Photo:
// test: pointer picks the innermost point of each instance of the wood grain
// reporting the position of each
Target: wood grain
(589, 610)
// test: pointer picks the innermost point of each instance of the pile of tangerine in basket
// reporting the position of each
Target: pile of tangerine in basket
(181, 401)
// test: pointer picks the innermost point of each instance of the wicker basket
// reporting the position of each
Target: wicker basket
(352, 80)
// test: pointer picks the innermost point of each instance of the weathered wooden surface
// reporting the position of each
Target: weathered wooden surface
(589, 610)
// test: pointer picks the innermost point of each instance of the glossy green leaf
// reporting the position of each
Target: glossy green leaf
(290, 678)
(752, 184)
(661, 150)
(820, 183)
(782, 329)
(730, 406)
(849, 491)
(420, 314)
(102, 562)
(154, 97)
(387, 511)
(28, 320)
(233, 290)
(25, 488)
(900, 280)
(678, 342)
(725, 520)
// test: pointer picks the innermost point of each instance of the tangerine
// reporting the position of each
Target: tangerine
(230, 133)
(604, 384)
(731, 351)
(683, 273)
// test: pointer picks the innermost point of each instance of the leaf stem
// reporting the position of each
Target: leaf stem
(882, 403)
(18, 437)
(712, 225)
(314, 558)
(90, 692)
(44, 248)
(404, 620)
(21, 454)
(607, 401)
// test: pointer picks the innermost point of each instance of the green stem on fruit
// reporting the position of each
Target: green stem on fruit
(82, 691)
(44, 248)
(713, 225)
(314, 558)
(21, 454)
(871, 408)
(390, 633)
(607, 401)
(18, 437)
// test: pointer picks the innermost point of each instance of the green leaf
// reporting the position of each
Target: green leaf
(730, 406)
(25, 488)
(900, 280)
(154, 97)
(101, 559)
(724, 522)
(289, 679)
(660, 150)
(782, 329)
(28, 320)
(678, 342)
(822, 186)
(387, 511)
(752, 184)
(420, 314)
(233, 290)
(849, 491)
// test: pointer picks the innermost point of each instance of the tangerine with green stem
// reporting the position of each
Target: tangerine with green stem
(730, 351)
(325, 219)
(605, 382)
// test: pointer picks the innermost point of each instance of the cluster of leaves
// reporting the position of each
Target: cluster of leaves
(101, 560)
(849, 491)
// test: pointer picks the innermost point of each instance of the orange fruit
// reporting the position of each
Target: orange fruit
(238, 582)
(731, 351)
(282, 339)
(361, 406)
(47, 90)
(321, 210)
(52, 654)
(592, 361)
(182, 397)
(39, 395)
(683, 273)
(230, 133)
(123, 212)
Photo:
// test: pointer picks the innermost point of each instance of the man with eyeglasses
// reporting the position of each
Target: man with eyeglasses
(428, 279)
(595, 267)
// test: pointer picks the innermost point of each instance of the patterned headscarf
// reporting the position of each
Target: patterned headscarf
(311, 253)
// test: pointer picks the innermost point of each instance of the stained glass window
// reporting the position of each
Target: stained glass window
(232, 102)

○ ○ ○ ○ ○ ○ ○

-- About this exercise --
Would you output, unchanged, each line from the start of the records to the line that holds "the wicker basket", both included and nothing else?

-- Output for this task --
Photo:
// test: pointer picks the innermost point of each instance of the wood grain
// reporting the position of each
Target: wood grain
(589, 610)
// test: pointer picks the innermost point of each instance of the pile of tangerine in basket
// reporting the position of each
Target: pile of tangerine in basket
(181, 401)
// test: pointer picks the innermost point of each instance of the wicker basket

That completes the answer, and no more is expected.